▶ **What you should do**
Reproduce every entry in the listing without alteration.

Coordinate labeling data
──────

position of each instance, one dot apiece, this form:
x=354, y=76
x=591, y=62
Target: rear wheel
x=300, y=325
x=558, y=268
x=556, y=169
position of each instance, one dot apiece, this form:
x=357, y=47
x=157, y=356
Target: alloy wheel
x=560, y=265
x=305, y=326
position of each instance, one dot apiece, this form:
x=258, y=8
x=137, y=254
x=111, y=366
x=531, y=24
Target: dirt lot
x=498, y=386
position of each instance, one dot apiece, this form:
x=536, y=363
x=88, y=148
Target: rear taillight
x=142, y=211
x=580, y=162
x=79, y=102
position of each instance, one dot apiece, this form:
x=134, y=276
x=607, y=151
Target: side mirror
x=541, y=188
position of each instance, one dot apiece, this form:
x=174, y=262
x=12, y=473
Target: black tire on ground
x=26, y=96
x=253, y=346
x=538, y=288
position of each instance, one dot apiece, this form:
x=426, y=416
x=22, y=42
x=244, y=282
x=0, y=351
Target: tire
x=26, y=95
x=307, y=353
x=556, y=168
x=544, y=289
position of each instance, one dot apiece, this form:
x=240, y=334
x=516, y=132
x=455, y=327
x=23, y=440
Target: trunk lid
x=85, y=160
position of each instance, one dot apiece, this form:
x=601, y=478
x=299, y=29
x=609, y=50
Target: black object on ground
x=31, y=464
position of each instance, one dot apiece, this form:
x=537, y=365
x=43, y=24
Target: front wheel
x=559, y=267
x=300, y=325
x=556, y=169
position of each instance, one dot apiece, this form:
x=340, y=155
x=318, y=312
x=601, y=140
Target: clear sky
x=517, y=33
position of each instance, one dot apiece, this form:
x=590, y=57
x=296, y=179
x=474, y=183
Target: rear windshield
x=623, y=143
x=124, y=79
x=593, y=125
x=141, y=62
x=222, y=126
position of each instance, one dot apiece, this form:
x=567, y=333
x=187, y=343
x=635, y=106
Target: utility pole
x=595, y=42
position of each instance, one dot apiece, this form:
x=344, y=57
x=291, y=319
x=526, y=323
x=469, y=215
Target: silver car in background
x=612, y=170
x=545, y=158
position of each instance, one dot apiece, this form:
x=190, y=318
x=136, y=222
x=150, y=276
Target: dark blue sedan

──────

▶ **Answer to the exercise**
position of each instance, one dot apiece, this form:
x=354, y=76
x=591, y=62
Target: rear wheel
x=300, y=325
x=558, y=268
x=556, y=169
position of each instance, one dot apiece, this form:
x=357, y=47
x=157, y=356
Target: alloy wheel
x=560, y=265
x=305, y=326
position of each instance, one dot apiece, this form:
x=258, y=8
x=137, y=254
x=111, y=366
x=531, y=24
Target: dirt lot
x=498, y=386
position of each instance, one dot apiece, this form:
x=536, y=363
x=88, y=148
Target: rear taillight
x=142, y=211
x=580, y=162
x=79, y=102
position of each instance, one dot apiece, this form:
x=134, y=276
x=607, y=151
Target: side mirror
x=541, y=188
position of each instance, one dot apiece, this form:
x=174, y=262
x=12, y=473
Target: black tire on ground
x=26, y=96
x=253, y=346
x=538, y=288
position of each instance, one dot apiece, this form:
x=426, y=416
x=22, y=42
x=244, y=282
x=0, y=351
Target: tire
x=26, y=95
x=307, y=353
x=556, y=168
x=544, y=289
position of each instance, one dot apiece, this form:
x=240, y=334
x=516, y=132
x=455, y=327
x=23, y=440
Target: trunk lid
x=85, y=160
position of each instance, one dot apiece, this form:
x=601, y=478
x=299, y=29
x=609, y=50
Target: black object on ground
x=31, y=464
position of each instance, one dot apiece, this form:
x=537, y=365
x=43, y=24
Target: front wheel
x=559, y=267
x=300, y=325
x=556, y=169
position of each instance, one dot apiece, this form:
x=340, y=155
x=318, y=312
x=601, y=140
Target: clear sky
x=517, y=33
position of each instance, one dot apiece, this form:
x=590, y=57
x=296, y=179
x=474, y=183
Target: rear windshield
x=623, y=143
x=124, y=79
x=593, y=125
x=141, y=62
x=222, y=126
position of each instance, one dot apiece, this form:
x=567, y=333
x=187, y=343
x=635, y=106
Target: utility pole
x=595, y=42
position of each instance, one dot apiece, this form:
x=344, y=57
x=291, y=319
x=526, y=323
x=469, y=215
Target: silver car in background
x=612, y=170
x=545, y=158
position of each instance, one dot apiece, this form:
x=190, y=318
x=136, y=222
x=150, y=276
Target: dark blue sedan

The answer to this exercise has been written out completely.